**PARTS OF THE EXERCISE**:
- a) Using the Neotel article, answer these:
(i) How many kilometers of fiber-optic cable does Neotel have in the ground in South Africa?
(ii) In how many central business districts does Neotel now offer fiber access?
(iii) By what percentage did Neotel grow its corporate customer base in the past year?
- b) Put this sentence from the Neotel article into Spanish: "Joshi says the doubling in the number of retail subscribers is the result of better product and device offerings."
- c) Rewrite the Neotel article from "Joshi says the" to "the past year.", with "business market" changed to "enterprise market".

Neotel has doubled the number of retail subscribers on its network in the past 11 months, growing this customer segment from 50 000 to 100 000, according to CEO Sunil Joshi.
However, the company, licensed in the mid-2000s as the first competitor to incumbent Telkom, is still struggling to make much on an impact in the consumer market, with less than 10% of its revenues coming from this base.
Neotel has spent the past five years pouring billions of rand into network infrastructure. Though it’s had success building a strong corporate customer base, it is continuing to struggle to make headway in consumer voice and data services — much to the dismay of South Africans who had hoped it would give Telkom a genuine run for its money.
The company has nearly 7 000km of fibre-optic cables in the ground in SA but access to this high-speed infrastructure is restricted to business customers. Joshi says Neotel now offers fibre access in 14 central business districts in the country but it’s unlikely retail consumer access will be provided any time soon. “It’s a commercial and viability decision case,” he says. “It’s still a while away.”
Joshi says the doubling in the number of retail subscribers is the result of better product and device offerings.
However, with Neotel’s consumer business accounting for only 10% of its revenue, it’s little wonder it’s chosen to focus most of its efforts on the business market. It’s grown its corporate customer base by 84% in the past year.

**DATA PROVIDED**:
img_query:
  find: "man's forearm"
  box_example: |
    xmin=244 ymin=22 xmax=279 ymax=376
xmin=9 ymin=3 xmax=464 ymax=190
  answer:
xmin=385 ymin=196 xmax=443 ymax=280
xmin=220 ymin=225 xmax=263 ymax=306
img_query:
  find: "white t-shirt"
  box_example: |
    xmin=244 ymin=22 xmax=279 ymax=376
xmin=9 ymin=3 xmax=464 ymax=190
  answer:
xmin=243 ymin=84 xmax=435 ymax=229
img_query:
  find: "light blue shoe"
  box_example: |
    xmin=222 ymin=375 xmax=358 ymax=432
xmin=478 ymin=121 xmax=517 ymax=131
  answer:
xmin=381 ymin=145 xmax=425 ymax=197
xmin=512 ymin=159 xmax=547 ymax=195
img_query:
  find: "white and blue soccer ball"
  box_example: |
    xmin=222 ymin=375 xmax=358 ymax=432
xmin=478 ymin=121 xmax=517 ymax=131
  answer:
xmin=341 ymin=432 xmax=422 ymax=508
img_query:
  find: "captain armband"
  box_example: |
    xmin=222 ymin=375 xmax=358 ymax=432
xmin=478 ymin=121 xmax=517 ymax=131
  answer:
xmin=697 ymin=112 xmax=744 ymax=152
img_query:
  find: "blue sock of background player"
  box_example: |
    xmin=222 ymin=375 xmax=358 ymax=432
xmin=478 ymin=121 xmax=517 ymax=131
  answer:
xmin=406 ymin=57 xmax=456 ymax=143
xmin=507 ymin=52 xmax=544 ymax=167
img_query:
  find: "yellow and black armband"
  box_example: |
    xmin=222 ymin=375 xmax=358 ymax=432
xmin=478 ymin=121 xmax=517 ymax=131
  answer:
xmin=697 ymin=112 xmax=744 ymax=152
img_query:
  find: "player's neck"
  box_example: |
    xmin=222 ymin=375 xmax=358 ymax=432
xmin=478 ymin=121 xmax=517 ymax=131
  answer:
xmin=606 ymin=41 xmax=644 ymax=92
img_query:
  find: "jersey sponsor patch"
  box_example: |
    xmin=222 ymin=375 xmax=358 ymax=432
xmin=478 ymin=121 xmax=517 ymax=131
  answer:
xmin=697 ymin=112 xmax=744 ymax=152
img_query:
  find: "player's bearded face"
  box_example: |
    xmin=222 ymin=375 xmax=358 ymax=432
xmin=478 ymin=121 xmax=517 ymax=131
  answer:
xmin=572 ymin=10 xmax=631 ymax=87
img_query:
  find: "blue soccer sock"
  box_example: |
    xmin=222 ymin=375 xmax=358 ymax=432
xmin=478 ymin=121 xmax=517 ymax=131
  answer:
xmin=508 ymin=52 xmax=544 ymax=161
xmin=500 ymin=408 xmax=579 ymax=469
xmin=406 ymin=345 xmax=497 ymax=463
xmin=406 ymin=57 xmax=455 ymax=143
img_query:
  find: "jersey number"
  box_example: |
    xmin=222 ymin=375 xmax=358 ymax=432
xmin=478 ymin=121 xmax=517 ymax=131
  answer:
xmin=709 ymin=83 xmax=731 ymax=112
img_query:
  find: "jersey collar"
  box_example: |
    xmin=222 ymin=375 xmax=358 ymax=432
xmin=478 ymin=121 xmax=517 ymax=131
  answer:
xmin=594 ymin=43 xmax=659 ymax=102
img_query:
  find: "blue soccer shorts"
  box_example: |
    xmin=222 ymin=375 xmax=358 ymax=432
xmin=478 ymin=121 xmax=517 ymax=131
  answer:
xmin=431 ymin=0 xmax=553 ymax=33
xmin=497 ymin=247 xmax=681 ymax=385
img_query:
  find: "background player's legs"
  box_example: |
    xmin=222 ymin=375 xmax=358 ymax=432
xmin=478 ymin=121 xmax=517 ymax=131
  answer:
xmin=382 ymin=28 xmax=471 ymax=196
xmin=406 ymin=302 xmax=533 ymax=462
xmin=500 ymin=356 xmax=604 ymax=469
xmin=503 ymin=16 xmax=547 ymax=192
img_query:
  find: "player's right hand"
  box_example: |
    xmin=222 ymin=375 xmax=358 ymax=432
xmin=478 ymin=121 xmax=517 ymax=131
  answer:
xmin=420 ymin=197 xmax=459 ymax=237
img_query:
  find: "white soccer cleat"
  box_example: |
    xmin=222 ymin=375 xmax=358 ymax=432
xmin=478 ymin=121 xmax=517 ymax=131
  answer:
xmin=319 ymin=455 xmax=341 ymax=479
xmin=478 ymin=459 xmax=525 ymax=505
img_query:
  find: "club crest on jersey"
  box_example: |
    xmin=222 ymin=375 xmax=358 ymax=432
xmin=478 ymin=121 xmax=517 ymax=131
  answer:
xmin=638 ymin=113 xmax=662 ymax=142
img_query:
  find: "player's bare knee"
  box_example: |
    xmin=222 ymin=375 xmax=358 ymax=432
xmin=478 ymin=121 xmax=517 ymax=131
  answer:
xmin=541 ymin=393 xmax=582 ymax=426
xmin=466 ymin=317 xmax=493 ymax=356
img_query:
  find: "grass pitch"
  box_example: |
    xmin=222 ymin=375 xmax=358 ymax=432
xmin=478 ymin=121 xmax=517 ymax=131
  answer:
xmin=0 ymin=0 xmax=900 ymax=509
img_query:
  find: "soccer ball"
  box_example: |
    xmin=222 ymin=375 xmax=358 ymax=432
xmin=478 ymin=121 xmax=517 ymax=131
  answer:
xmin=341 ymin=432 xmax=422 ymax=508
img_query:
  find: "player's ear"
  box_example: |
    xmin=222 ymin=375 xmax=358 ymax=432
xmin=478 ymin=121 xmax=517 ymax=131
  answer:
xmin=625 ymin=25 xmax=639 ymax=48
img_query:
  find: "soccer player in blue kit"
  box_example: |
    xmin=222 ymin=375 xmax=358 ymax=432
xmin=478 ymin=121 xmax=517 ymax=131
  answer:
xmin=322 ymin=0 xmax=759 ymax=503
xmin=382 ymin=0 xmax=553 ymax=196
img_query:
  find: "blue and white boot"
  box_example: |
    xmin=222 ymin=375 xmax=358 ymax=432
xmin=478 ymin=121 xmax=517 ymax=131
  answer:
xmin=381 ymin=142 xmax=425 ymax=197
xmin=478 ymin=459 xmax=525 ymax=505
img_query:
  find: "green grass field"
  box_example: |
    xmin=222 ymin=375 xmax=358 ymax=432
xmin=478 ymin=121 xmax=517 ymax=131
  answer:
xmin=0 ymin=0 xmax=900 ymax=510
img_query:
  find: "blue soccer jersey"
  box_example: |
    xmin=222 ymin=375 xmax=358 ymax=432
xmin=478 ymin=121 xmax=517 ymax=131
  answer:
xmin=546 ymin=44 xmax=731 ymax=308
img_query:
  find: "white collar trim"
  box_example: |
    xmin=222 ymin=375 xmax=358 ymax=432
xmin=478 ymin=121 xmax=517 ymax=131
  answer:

**WORKED SOLUTIONS**:
- a)
(i) Nearly 7 000km.
(ii) 14.
(iii) 84%.

- b) Joshi afirma que la duplicación del número de suscriptores minoristas es el resultado de mejores ofertas de productos y dispositivos.

- c)
Joshi says the doubling in the number of retail subscribers is the result of better product and device offerings.
However, with Neotel’s consumer business accounting for only 10% of its revenue, it’s little wonder it’s chosen to focus most of its efforts on the enterprise market. It’s grown its corporate customer base by 84% in the past year.